To do → Extract the full blog post "Addendum: Take your medicine" word for word, from its date line to its last sentence.

Extract provided →
Tuesday, June 12, 2012
Addendum: Take your medicine
The web seems to have more and more stories from people who consider their being transsexual, or transgender, or that supremely nebulous term "trans," simply as a variant from normal, like being left handed. They embrace their difference. They celebrate their difference. And they generally let others know that they are different and feel fine about it.
If that's how people experience their lives, fine with me. It's not for me to question the validity of their experience or to insist that it must be something other than the way they perceive it. So why do these same people question the validity of those of us who experience being transsexual as a medical condition that needs to be treated, and who leave the condition behind once it has been treated?
Truly, there is nothing pathological about being gender-variant. How we express ourselves, whether it's as society expects or something quite different, is just part the spectrum of being human. Societal expectations can be very restrictive, and there have always been those who break convention.

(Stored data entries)
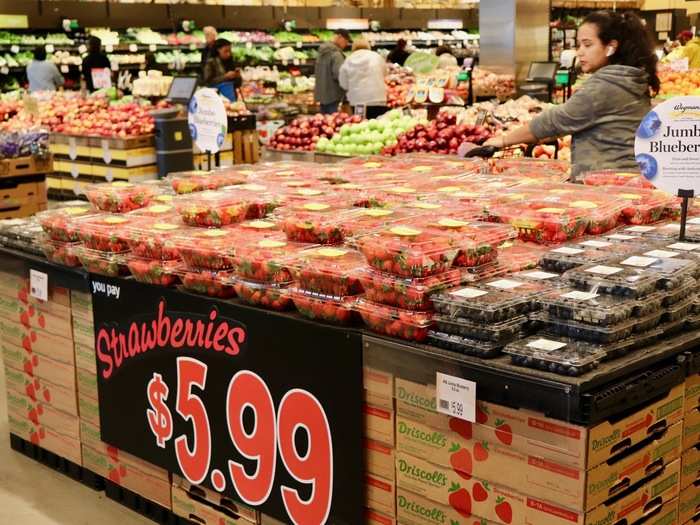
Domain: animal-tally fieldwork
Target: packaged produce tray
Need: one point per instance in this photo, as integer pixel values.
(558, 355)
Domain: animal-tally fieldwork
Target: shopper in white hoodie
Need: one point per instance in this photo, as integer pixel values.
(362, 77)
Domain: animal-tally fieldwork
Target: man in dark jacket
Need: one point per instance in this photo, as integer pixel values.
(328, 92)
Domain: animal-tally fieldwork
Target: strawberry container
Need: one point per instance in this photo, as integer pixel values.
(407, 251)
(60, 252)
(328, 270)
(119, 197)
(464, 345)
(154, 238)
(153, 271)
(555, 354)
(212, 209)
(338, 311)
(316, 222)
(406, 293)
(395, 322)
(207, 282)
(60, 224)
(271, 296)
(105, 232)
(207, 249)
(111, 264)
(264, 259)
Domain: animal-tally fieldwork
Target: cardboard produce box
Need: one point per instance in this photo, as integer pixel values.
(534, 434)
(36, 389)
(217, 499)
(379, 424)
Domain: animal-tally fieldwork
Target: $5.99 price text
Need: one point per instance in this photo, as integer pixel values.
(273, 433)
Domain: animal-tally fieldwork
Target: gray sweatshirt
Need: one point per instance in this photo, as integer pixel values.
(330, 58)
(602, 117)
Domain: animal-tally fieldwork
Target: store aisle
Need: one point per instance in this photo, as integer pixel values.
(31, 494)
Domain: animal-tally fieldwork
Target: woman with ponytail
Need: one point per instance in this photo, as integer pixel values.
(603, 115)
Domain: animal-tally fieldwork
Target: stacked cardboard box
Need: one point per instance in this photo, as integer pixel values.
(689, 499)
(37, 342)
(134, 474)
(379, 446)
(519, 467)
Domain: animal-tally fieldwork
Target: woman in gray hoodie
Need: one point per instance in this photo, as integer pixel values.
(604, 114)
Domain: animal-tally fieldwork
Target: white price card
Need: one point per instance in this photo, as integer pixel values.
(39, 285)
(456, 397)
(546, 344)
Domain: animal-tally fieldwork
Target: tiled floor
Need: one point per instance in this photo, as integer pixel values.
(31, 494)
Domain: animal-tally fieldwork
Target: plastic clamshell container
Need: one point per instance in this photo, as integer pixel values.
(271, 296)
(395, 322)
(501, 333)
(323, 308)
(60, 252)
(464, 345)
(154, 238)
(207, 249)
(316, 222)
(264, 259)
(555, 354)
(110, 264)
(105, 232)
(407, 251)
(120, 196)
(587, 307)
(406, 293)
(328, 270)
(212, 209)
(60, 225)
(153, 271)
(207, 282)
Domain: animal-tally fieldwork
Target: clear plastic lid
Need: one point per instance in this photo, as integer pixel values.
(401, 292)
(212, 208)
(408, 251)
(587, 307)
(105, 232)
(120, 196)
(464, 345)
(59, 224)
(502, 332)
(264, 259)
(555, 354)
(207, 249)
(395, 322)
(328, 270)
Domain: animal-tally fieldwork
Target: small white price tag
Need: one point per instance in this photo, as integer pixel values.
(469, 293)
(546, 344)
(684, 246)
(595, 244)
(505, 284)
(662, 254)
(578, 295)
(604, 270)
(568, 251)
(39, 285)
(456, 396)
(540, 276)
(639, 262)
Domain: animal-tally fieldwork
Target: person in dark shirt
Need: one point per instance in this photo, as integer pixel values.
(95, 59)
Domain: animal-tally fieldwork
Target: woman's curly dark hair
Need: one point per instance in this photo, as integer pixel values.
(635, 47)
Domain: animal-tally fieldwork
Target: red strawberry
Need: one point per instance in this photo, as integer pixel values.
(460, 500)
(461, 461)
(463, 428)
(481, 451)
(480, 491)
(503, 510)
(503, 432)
* * *
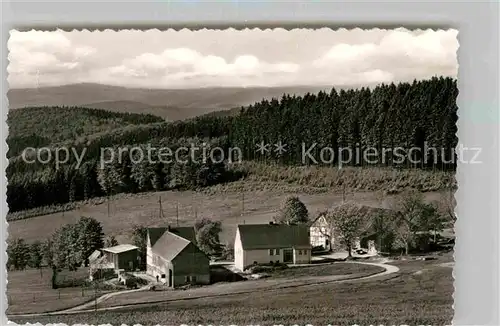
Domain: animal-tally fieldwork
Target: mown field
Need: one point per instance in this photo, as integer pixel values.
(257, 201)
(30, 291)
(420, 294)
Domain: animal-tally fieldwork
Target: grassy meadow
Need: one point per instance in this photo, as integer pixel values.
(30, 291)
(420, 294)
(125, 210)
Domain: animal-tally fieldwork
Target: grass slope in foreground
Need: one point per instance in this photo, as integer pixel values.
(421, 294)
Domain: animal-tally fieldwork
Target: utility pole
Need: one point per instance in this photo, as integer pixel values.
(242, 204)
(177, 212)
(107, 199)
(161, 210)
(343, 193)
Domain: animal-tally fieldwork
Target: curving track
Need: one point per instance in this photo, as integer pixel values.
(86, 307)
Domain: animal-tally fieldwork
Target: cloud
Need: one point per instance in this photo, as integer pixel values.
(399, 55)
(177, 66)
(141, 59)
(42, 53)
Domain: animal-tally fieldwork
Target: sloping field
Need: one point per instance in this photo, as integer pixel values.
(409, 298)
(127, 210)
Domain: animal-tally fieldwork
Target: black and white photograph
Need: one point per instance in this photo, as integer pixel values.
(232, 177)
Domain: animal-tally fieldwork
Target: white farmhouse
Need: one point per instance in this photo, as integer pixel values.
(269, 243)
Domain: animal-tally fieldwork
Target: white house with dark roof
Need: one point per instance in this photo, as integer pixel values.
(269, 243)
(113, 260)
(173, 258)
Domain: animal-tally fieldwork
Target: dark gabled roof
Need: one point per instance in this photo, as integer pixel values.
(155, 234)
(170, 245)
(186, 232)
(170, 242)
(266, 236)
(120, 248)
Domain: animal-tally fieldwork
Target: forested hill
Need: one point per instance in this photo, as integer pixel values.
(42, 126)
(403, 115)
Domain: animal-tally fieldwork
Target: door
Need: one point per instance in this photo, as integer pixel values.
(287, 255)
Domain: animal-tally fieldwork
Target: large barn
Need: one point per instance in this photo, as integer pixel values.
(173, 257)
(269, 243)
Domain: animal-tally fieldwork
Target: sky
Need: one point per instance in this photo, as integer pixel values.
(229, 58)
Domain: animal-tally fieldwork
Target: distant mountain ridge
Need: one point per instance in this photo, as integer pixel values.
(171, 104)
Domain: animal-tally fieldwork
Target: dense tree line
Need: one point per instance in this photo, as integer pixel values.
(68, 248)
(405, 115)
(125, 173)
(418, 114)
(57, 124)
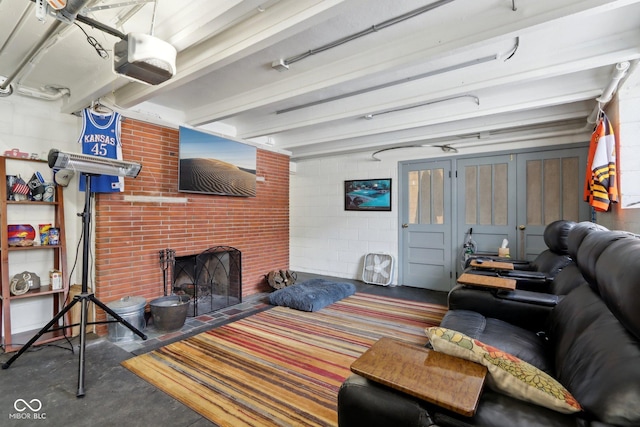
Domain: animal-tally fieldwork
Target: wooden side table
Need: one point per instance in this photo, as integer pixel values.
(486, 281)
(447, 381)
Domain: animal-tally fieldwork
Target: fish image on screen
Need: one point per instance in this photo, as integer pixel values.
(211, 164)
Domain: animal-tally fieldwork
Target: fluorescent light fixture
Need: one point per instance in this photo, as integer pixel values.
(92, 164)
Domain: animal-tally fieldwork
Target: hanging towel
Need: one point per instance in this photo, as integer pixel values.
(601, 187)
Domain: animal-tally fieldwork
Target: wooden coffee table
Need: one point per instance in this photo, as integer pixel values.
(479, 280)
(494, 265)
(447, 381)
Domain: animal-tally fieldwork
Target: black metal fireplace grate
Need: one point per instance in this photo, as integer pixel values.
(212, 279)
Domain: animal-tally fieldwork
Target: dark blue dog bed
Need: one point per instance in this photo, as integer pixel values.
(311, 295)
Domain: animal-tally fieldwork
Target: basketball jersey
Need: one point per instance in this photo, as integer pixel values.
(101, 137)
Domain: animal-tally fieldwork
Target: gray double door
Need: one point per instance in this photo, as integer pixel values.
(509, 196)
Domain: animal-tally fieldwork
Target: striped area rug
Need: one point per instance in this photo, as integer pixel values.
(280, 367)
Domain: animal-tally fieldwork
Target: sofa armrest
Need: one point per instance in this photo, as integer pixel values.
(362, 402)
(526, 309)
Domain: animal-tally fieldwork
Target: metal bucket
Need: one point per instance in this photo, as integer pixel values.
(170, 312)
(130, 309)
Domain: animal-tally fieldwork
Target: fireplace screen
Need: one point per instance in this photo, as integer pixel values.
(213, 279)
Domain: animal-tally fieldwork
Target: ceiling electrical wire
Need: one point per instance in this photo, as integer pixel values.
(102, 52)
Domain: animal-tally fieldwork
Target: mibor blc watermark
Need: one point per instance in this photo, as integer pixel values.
--
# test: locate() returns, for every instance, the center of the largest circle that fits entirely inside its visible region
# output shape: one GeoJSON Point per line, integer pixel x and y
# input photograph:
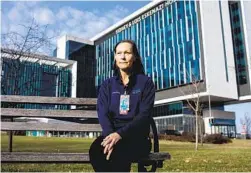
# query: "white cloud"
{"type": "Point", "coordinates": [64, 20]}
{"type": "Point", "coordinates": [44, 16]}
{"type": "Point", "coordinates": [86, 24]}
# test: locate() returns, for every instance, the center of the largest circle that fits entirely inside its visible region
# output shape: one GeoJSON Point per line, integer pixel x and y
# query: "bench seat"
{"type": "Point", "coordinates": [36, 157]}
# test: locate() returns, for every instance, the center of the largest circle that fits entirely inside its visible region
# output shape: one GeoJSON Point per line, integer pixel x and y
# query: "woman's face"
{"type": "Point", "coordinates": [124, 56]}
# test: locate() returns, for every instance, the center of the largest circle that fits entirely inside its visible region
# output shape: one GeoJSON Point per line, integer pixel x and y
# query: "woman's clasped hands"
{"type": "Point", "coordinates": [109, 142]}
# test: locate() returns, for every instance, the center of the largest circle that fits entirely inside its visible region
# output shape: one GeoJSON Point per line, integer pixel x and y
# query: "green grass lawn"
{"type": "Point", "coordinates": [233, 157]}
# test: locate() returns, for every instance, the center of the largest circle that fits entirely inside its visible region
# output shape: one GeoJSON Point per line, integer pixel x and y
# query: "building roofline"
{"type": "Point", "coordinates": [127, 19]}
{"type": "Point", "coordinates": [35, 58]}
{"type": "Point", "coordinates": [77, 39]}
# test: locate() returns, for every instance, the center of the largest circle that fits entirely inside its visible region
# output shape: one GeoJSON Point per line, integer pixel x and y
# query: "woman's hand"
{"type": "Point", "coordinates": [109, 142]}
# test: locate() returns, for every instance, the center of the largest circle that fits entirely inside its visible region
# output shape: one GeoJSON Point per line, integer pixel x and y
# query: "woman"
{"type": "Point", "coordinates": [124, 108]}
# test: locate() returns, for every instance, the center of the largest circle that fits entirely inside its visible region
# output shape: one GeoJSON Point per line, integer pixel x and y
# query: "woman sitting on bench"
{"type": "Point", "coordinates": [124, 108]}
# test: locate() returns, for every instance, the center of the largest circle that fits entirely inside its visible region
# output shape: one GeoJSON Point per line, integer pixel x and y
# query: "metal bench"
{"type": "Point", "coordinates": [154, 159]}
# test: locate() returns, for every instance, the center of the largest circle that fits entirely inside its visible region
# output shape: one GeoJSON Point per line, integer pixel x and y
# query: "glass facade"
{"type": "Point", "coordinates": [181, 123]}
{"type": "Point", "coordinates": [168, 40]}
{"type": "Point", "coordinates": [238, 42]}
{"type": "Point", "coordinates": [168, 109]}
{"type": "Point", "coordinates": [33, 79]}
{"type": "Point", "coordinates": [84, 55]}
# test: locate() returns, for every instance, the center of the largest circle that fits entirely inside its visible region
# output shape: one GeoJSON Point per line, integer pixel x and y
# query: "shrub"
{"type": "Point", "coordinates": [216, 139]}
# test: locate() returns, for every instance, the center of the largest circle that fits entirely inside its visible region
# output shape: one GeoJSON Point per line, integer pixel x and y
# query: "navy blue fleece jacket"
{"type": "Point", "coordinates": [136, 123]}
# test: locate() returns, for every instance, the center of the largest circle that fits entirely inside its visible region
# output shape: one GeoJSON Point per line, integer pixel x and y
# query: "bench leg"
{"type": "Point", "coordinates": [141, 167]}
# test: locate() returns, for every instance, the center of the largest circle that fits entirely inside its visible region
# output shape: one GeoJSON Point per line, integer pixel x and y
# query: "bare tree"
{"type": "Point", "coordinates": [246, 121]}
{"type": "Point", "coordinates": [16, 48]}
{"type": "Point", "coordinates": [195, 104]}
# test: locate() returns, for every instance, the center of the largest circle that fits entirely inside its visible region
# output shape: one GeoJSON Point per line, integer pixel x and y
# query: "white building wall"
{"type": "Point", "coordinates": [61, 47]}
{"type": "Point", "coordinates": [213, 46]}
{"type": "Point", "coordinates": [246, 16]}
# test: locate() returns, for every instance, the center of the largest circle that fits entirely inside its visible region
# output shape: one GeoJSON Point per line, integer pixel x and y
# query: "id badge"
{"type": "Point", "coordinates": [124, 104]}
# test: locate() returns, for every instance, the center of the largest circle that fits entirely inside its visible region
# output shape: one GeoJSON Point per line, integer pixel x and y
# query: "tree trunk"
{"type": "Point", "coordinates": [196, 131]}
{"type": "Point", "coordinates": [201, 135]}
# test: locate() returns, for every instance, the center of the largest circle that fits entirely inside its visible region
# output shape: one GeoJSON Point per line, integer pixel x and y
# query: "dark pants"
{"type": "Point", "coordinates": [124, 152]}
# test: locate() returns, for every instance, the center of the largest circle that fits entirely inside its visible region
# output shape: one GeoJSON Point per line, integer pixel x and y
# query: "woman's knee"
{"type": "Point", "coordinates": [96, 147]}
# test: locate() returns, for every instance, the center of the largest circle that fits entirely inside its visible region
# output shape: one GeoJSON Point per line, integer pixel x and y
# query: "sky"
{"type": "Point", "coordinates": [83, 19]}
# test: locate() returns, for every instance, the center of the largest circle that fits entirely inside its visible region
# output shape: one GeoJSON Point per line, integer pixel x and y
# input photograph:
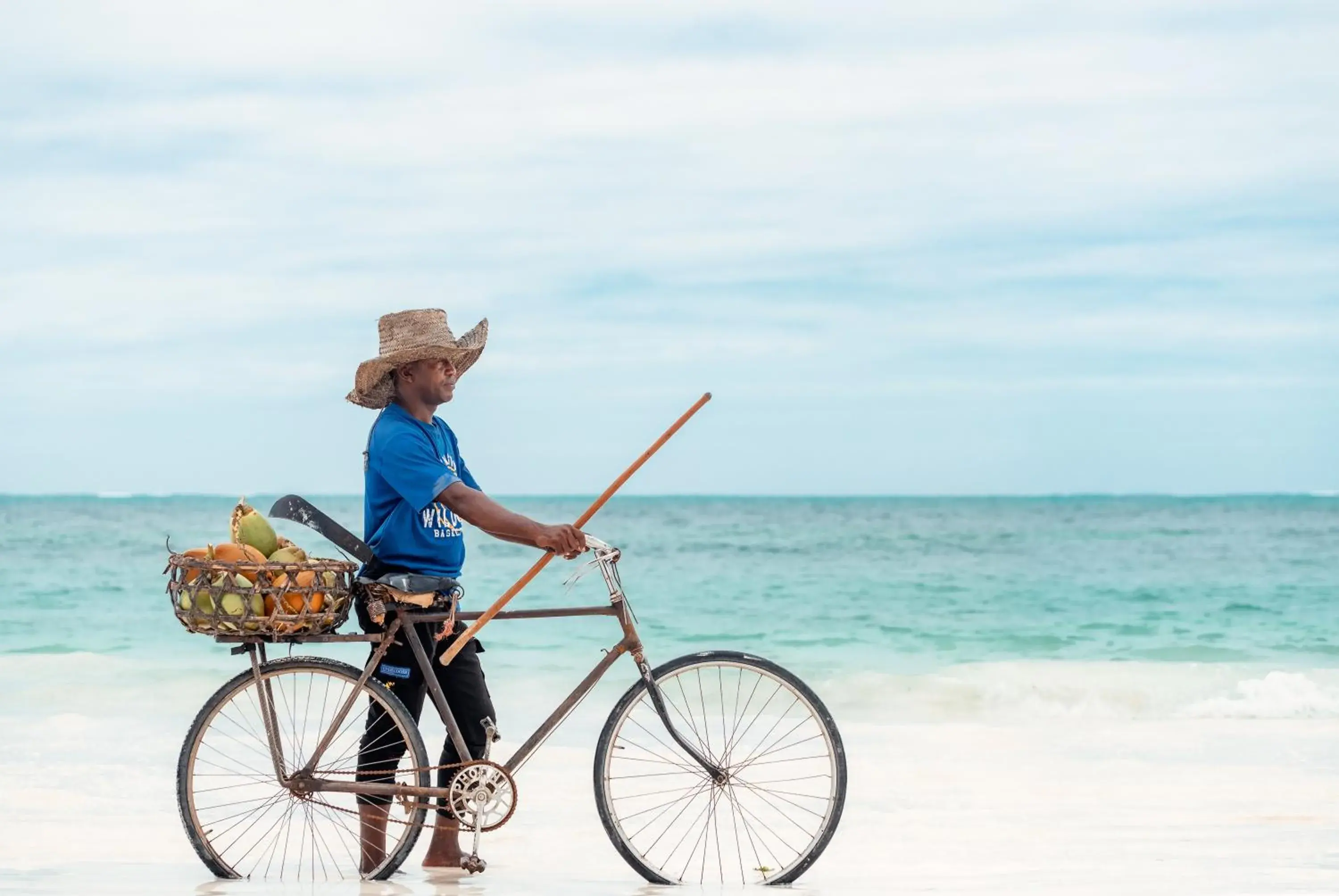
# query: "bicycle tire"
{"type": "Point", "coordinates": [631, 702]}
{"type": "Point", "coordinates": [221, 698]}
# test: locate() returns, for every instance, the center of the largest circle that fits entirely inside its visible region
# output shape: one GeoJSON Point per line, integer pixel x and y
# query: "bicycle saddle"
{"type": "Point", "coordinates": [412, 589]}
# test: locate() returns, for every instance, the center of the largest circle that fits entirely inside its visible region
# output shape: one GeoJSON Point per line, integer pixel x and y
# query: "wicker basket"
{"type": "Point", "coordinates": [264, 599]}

Exercise output →
Tuesday, June 12, 2012
Addendum: Take your medicine
The web seems to have more and more stories from people who consider their being transsexual, or transgender, or that supremely nebulous term "trans," simply as a variant from normal, like being left handed. They embrace their difference. They celebrate their difference. And they generally let others know that they are different and feel fine about it.
If that's how people experience their lives, fine with me. It's not for me to question the validity of their experience or to insist that it must be something other than the way they perceive it. So why do these same people question the validity of those of us who experience being transsexual as a medical condition that needs to be treated, and who leave the condition behind once it has been treated?
Truly, there is nothing pathological about being gender-variant. How we express ourselves, whether it's as society expects or something quite different, is just part the spectrum of being human. Societal expectations can be very restrictive, and there have always been those who break convention.